▶ Task statement:
Print the data below exactly, but only the lines from the one containing "Target: embroidered badge" down to the one containing "Target: sleeve cuff", inclusive.
─── Supplied entries ───
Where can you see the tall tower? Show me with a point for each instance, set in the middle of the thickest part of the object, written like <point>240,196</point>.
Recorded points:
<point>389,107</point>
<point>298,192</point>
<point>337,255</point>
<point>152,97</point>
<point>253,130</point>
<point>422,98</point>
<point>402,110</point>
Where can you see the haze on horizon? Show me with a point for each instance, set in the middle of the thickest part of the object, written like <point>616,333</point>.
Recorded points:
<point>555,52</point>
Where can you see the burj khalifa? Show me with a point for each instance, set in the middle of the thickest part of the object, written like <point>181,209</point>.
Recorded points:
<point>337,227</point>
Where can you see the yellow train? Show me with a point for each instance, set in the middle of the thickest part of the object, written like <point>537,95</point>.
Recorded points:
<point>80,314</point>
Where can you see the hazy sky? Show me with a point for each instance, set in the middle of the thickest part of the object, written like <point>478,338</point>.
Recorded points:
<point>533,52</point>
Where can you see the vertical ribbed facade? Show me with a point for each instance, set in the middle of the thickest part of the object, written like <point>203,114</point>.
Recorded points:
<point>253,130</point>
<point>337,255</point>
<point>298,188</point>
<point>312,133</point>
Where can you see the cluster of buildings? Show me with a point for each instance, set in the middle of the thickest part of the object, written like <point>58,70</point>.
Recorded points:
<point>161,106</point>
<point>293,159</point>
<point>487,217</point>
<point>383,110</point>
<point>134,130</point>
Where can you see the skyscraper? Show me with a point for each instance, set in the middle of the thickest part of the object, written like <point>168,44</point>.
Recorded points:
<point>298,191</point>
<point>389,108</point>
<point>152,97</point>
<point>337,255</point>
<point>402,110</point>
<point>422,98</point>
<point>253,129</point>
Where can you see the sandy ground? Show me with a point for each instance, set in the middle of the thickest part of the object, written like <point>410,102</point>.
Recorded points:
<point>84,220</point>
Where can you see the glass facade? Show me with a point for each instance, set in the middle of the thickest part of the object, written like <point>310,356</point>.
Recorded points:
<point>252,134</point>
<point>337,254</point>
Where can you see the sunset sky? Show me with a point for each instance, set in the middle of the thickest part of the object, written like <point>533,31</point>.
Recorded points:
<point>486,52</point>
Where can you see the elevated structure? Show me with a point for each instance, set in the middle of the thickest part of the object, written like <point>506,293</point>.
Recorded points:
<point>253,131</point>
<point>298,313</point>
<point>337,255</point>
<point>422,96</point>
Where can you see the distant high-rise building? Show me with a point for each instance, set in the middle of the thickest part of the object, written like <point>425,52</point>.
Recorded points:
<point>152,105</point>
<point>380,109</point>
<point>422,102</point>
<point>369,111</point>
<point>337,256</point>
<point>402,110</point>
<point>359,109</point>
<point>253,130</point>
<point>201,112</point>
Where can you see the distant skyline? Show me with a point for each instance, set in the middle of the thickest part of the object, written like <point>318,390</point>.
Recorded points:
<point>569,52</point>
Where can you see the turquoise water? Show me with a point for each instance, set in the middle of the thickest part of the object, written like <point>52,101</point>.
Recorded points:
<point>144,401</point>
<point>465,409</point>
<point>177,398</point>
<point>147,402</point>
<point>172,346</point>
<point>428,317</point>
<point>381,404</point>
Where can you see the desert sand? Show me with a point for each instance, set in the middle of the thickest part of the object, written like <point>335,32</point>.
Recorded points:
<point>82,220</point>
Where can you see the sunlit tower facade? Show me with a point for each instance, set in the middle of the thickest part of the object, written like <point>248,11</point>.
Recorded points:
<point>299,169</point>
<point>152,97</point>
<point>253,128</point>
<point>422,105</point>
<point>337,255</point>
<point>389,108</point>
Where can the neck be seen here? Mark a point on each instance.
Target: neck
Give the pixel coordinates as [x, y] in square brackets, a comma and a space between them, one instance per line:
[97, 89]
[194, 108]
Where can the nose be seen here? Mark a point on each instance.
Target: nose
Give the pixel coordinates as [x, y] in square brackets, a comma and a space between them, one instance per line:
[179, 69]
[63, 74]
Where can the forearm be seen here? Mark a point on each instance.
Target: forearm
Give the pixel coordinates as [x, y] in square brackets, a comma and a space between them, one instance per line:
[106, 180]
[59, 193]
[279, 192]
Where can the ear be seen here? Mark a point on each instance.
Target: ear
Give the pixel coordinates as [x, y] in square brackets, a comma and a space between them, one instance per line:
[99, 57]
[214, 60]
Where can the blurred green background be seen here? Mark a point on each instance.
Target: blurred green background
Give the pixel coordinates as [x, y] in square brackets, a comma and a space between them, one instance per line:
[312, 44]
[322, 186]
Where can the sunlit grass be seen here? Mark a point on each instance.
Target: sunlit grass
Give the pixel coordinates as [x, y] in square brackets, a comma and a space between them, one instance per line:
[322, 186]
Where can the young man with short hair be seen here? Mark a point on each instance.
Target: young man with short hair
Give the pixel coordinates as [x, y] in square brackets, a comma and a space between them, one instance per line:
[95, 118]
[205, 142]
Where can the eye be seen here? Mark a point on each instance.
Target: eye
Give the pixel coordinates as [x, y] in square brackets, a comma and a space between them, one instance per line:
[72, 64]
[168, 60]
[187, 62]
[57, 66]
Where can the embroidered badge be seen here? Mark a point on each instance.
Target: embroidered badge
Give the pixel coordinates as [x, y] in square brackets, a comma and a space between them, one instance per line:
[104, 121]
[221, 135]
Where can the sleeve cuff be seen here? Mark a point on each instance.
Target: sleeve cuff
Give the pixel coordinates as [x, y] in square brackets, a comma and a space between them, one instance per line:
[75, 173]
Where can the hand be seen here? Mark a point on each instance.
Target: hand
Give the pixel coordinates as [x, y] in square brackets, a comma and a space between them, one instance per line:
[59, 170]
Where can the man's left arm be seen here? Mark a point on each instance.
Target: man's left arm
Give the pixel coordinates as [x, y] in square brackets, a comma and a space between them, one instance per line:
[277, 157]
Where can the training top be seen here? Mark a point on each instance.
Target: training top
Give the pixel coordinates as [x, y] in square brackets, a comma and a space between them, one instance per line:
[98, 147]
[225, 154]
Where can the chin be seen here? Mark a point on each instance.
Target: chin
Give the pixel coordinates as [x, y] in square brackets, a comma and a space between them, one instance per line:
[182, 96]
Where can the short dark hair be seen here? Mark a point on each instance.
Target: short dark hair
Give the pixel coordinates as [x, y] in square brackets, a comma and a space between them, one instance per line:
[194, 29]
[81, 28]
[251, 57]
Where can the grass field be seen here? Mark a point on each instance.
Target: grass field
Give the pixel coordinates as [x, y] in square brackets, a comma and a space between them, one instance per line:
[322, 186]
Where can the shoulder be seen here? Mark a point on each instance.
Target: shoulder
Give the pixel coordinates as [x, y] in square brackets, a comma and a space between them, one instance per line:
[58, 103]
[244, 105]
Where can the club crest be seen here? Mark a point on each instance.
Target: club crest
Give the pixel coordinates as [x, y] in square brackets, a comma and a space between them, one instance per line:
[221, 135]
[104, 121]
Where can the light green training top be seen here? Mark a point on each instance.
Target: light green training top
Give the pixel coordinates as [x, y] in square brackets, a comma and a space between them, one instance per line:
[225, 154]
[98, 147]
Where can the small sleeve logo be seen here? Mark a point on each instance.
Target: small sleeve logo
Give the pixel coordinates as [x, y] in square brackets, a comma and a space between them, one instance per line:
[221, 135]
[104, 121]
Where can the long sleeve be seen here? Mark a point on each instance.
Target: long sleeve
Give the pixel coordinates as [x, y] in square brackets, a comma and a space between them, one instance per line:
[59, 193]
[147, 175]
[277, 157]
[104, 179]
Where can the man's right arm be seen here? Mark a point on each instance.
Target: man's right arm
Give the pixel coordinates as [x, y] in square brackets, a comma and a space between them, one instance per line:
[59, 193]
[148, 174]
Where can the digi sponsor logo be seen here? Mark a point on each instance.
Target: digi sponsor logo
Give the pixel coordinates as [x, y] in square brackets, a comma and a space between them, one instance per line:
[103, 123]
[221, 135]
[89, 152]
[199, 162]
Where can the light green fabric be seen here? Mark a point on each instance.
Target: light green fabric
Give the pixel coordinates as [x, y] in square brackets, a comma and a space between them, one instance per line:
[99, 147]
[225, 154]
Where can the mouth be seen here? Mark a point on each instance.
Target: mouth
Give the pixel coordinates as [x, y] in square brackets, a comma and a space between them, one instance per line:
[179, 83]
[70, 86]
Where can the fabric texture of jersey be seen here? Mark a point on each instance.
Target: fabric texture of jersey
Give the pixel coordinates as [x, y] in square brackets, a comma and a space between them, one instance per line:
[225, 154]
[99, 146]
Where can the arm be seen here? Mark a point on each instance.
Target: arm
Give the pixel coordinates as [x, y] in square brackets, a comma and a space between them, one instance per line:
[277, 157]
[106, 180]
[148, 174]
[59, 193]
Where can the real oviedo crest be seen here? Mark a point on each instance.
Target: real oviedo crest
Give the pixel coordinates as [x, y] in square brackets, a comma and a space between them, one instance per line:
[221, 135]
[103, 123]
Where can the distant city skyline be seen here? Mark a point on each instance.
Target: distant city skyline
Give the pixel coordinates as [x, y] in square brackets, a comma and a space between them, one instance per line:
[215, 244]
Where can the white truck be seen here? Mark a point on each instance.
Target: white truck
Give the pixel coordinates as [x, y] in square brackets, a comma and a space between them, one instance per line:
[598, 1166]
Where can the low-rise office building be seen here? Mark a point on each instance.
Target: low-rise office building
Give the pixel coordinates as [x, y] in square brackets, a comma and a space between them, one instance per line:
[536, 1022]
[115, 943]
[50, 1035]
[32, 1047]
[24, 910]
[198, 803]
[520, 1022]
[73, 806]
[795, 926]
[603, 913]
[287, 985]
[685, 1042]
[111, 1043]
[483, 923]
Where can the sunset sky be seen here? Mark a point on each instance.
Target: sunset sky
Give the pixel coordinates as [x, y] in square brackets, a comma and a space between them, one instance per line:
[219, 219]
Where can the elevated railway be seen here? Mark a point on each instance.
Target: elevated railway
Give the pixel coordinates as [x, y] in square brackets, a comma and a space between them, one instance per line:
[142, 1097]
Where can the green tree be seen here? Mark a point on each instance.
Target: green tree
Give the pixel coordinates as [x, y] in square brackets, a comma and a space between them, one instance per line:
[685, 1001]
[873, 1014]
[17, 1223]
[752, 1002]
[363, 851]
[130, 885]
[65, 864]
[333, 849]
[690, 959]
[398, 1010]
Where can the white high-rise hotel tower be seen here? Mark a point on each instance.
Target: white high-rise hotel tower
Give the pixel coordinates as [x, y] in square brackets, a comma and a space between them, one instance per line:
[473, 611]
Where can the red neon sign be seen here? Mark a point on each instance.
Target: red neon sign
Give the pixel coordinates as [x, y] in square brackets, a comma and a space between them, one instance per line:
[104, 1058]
───
▶ Written reply:
Target: embroidered badge
Give the pixel coordinates as [x, y] in square brackets, a comma and a space between them, one instance per line:
[104, 121]
[221, 135]
Where can the sleeve cuff be seen here? Mark a point on each instance.
Target: sleeve cuff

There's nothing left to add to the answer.